--- START ---
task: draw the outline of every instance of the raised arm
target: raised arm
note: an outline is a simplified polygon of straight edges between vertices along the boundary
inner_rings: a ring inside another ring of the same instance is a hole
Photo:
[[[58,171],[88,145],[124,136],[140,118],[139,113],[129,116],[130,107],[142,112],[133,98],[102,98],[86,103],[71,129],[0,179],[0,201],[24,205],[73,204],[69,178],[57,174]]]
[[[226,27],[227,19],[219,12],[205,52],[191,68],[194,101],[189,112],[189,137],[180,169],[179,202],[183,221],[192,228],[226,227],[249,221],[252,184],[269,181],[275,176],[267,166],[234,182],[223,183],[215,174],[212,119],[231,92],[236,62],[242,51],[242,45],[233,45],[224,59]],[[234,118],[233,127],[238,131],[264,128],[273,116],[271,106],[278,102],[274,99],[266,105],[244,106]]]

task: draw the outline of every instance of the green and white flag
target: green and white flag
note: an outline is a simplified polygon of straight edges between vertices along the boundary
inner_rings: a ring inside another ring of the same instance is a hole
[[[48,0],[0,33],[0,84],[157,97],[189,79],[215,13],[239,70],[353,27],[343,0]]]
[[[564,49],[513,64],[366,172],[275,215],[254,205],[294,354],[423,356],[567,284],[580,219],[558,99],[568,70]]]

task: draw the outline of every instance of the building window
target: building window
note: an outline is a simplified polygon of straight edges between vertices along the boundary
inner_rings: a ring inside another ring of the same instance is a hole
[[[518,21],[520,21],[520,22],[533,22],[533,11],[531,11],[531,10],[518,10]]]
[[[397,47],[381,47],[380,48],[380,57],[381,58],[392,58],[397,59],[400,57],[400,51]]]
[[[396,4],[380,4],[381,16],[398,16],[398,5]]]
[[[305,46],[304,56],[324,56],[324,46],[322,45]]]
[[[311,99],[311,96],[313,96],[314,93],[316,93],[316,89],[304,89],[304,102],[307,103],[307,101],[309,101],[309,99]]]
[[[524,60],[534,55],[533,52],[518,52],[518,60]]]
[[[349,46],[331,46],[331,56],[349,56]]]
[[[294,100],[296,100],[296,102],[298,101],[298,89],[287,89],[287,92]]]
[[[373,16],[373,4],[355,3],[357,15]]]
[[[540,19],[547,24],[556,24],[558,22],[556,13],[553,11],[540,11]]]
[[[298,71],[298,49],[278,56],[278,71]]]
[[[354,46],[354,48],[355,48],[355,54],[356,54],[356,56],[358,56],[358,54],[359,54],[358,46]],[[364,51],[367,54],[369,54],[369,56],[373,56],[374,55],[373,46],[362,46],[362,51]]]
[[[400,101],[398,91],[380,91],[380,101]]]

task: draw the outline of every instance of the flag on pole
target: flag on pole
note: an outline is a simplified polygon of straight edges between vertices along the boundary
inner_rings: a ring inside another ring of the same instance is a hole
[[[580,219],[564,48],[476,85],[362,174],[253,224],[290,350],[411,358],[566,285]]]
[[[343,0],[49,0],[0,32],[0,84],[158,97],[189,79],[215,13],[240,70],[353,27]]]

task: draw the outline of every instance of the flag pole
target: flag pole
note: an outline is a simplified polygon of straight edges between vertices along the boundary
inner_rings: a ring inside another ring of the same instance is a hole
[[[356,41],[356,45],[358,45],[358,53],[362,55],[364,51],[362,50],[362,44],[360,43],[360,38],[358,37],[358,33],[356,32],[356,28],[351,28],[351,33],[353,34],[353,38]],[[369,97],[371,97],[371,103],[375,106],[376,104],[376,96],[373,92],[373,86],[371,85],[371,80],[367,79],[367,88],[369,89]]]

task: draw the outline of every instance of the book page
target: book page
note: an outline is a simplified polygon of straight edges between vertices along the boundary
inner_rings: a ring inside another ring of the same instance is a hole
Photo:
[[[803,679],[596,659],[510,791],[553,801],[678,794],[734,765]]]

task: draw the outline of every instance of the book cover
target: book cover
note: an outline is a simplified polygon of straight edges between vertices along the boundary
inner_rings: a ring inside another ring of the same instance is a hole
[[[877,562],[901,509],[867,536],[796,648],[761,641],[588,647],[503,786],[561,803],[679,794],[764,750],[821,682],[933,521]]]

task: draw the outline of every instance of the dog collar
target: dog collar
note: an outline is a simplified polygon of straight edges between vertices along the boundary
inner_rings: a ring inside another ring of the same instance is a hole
--- END ---
(WHAT TO PRODUCE) Filter the data above, keeping only lines that include the string "pole".

(OUTPUT)
task: draw the outline of every instance of the flag on pole
target: flag on pole
task: draw the outline of every instance of the flag pole
target: flag pole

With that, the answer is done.